Edit the records below, changing each "rough mask" to "coarse mask" and leaving all other text as it is.
┌─ GIVEN INFORMATION
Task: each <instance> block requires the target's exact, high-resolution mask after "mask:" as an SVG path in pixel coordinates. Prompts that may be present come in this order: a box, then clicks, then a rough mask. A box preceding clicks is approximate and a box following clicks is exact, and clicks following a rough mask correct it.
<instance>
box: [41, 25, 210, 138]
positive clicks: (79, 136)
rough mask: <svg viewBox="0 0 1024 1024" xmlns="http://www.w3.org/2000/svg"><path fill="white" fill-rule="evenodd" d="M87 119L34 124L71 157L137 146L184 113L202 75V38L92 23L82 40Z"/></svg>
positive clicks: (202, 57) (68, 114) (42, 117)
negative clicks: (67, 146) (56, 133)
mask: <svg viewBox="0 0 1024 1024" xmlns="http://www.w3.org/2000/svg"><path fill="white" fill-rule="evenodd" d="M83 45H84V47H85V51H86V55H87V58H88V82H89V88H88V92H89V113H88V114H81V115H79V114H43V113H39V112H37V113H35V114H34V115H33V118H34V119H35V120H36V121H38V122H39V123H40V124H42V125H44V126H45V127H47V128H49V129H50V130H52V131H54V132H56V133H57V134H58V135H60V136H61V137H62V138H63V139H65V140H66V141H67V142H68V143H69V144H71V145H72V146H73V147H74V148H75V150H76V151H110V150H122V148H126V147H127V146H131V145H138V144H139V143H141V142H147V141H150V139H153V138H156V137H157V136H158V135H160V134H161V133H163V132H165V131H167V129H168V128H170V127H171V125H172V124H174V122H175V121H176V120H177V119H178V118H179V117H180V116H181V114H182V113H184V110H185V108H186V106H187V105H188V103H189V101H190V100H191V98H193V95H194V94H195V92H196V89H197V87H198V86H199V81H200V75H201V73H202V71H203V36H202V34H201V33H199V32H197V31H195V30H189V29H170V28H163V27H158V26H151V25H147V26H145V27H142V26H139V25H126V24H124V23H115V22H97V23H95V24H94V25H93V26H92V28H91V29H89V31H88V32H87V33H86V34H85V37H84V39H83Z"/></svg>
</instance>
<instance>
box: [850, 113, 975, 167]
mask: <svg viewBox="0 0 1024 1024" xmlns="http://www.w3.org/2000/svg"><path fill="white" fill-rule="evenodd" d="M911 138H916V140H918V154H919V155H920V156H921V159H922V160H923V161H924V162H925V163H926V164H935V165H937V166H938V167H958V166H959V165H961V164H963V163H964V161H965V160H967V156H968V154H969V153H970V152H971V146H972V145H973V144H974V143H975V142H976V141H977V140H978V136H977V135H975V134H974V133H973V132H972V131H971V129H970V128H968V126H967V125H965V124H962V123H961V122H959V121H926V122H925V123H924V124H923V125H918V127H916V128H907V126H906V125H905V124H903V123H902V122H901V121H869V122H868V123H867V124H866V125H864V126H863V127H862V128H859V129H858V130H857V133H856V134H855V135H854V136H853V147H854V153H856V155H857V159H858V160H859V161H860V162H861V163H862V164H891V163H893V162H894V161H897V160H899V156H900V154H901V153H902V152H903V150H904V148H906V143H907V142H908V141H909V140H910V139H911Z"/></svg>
└─
[WRITTEN SOLUTION]:
Task: each <instance> block requires the target's exact, high-resolution mask after "mask:" as an SVG path in pixel coordinates. Prompts that may be present come in this order: a box, then clicks, then a coarse mask. A box preceding clicks is approximate and a box following clicks is exact, and clicks following a coarse mask correct it.
<instance>
box: [41, 25, 210, 138]
positive clicks: (79, 136)
coarse mask: <svg viewBox="0 0 1024 1024" xmlns="http://www.w3.org/2000/svg"><path fill="white" fill-rule="evenodd" d="M87 119L34 124L71 157L137 146L184 113L202 75V38L92 23L82 40Z"/></svg>
positive clicks: (202, 57) (68, 114) (42, 117)
negative clicks: (67, 146) (56, 133)
mask: <svg viewBox="0 0 1024 1024" xmlns="http://www.w3.org/2000/svg"><path fill="white" fill-rule="evenodd" d="M83 45H84V47H85V51H86V55H87V58H88V82H89V88H88V92H89V113H88V114H81V115H79V114H43V113H39V112H37V113H35V114H34V115H33V118H34V119H35V120H36V121H38V122H39V123H40V124H42V125H44V126H45V127H47V128H49V129H50V130H52V131H54V132H56V133H57V134H58V135H60V136H61V137H62V138H63V139H65V140H66V141H67V142H68V143H69V144H71V145H72V146H73V147H74V148H75V150H76V151H110V150H122V148H126V147H127V146H131V145H138V144H139V143H141V142H147V141H150V139H153V138H156V137H157V136H158V135H160V134H161V133H163V132H165V131H167V129H168V128H170V127H171V125H172V124H174V122H175V121H176V120H177V119H178V118H179V117H180V116H181V114H182V113H184V110H185V108H186V106H187V105H188V103H189V101H190V100H191V98H193V95H194V94H195V92H196V89H197V87H198V86H199V81H200V75H201V73H202V71H203V36H202V34H201V33H199V32H197V31H195V30H189V29H170V28H163V27H158V26H151V25H147V26H145V27H142V26H139V25H126V24H124V23H115V22H97V23H95V24H94V25H93V26H92V28H91V29H89V31H88V32H87V33H86V34H85V37H84V39H83Z"/></svg>
</instance>
<instance>
box: [850, 113, 975, 167]
mask: <svg viewBox="0 0 1024 1024" xmlns="http://www.w3.org/2000/svg"><path fill="white" fill-rule="evenodd" d="M911 138H916V140H918V154H919V155H920V156H921V159H922V160H923V161H924V162H925V163H926V164H935V165H937V166H938V167H958V166H959V165H961V164H963V163H964V161H965V160H967V156H968V154H969V153H970V152H971V146H972V145H973V144H974V143H975V142H976V141H977V140H978V136H977V135H975V134H974V133H973V132H972V131H971V129H970V128H968V126H967V125H965V124H962V123H961V122H959V121H926V122H925V123H924V124H923V125H918V127H916V128H907V126H906V125H905V124H903V123H902V122H901V121H869V122H868V123H867V124H866V125H864V126H863V127H862V128H859V129H858V130H857V133H856V134H855V135H854V136H853V147H854V153H856V155H857V159H858V160H859V161H860V162H861V163H862V164H891V163H893V162H894V161H897V160H899V156H900V154H901V153H902V152H903V150H904V148H906V143H907V142H908V141H909V140H910V139H911Z"/></svg>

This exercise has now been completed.